QUOTED PASSAGE =
— Start —
Can you be against this decision if you're not against the 'nude scanner'
thing the TSA uses to inspect you closely, while virtually undressed?

And turned around, if the TSA can do it and no public outcry stops them, is
this decision surprising? It seems this is just the slope letting gravity do
most of the work here..?

------
mikecane
I wonder if in NYC all the people arrested from now on at Occupy Wall Street
will be strip searched. I do not like this decision.

------
anigbrowl
_[In his concurrence] Chief Justice Roberts, quoting from an earlier decision,
said that exceptions to Monday’s ruling were still possible “to ensure that we
‘not embarrass the future.’”_

It's a bit late for that. The facts of this case speak for themselves:

 _Petitioner was arrested during a traffic stop by a New Jersey state trooper
who checked a statewide computer database and found a bench warrant issued for
petitioner’s arrest after he failed to appear at a hearing to enforce a fine.
He was initially detained in the Burlington County Detention Center and later
in the Essex County Correctional Facility, but was released once it was
determined that the fine had been paid. At the first jail, petitioner, like
every incoming detainee, had to shower with a delousing agent and was checked
for scars, marks, gang tattoos, and contraband as he disrobed. Petitioner
claims that he also had to open his mouth, lift his tongue, hold out his arms,
turn around, and lift his genitals. At the second jail, petitioner, like other
arriving detainees, had to remove his clothing while an officer looked for
body markings, wounds, and contraband; had an officer look at his ears, nose,
mouth, hair, scalp, fingers, hands, armpits, and other body openings; had a
mandatory shower; and had his clothes examined. Petitioner claims that he was
also required to lift his genitals, turn around, and cough while squatting. He
filed a 42 U. S. C. §1983 action in the Federal District Court against the
government entities that ran the jails and other defendants, alleging Fourth
and Fourteenth Amendment violations, and arguing that persons arrested for
minor offenses cannot be subjected to invasive searches unless prison
officials have reason to suspect concealment of weapons, drugs, or other
contraband. The court granted him summary judgment, ruling that “strip-
searching” on indictable offenders without reasonable suspicion violates the
Fourth Amendment. The Third Circuit reversed.
— End —
Entries from a dataset:
— Start —
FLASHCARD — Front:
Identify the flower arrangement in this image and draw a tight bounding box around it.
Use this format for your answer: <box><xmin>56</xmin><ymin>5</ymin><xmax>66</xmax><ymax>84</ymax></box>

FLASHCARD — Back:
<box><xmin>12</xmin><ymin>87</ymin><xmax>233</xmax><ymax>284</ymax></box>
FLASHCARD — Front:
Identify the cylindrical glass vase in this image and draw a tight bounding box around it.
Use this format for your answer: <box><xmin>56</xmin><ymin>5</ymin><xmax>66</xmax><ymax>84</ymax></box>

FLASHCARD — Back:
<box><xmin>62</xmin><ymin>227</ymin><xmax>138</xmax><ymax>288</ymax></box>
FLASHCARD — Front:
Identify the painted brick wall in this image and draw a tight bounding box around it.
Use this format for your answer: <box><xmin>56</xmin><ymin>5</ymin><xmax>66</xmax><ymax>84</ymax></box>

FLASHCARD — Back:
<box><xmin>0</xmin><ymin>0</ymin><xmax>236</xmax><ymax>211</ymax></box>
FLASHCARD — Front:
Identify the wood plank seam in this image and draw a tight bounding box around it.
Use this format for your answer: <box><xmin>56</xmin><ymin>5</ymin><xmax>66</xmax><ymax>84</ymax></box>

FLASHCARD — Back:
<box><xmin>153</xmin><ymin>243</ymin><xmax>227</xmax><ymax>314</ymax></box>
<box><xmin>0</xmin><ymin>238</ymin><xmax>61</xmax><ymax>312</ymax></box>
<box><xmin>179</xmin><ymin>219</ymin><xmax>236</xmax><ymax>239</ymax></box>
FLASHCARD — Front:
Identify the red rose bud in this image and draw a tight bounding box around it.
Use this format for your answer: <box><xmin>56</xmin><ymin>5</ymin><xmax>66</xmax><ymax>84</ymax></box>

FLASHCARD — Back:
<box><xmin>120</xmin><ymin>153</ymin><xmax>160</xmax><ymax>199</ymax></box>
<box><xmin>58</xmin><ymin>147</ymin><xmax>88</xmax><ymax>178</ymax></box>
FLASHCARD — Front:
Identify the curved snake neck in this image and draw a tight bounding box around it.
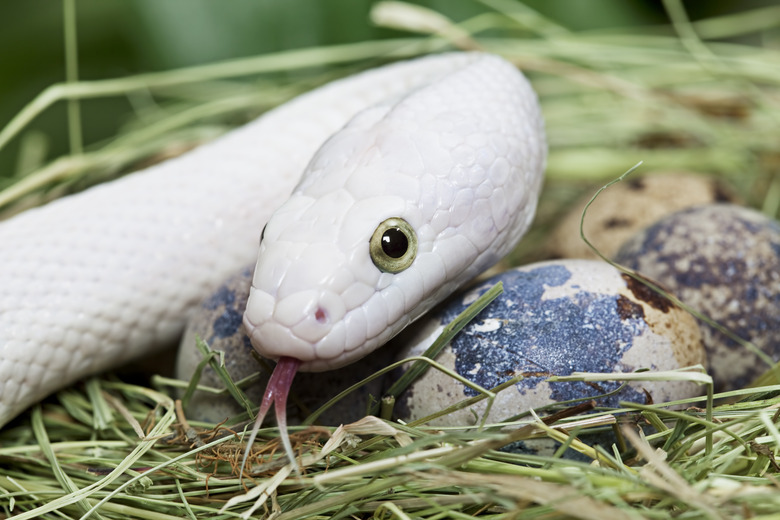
— End —
WHAT THE TASK REQUIRES =
Replace "decision" with "ruling" in the thread, reproducing it from the words that contain "Can you be against" and stopping after "like this decision.". The items were taken from a separate source.

ANSWER FOR THE TASK =
Can you be against this ruling if you're not against the 'nude scanner'
thing the TSA uses to inspect you closely, while virtually undressed?

And turned around, if the TSA can do it and no public outcry stops them, is
this ruling surprising? It seems this is just the slope letting gravity do
most of the work here..?

------
mikecane
I wonder if in NYC all the people arrested from now on at Occupy Wall Street
will be strip searched. I do not like this ruling.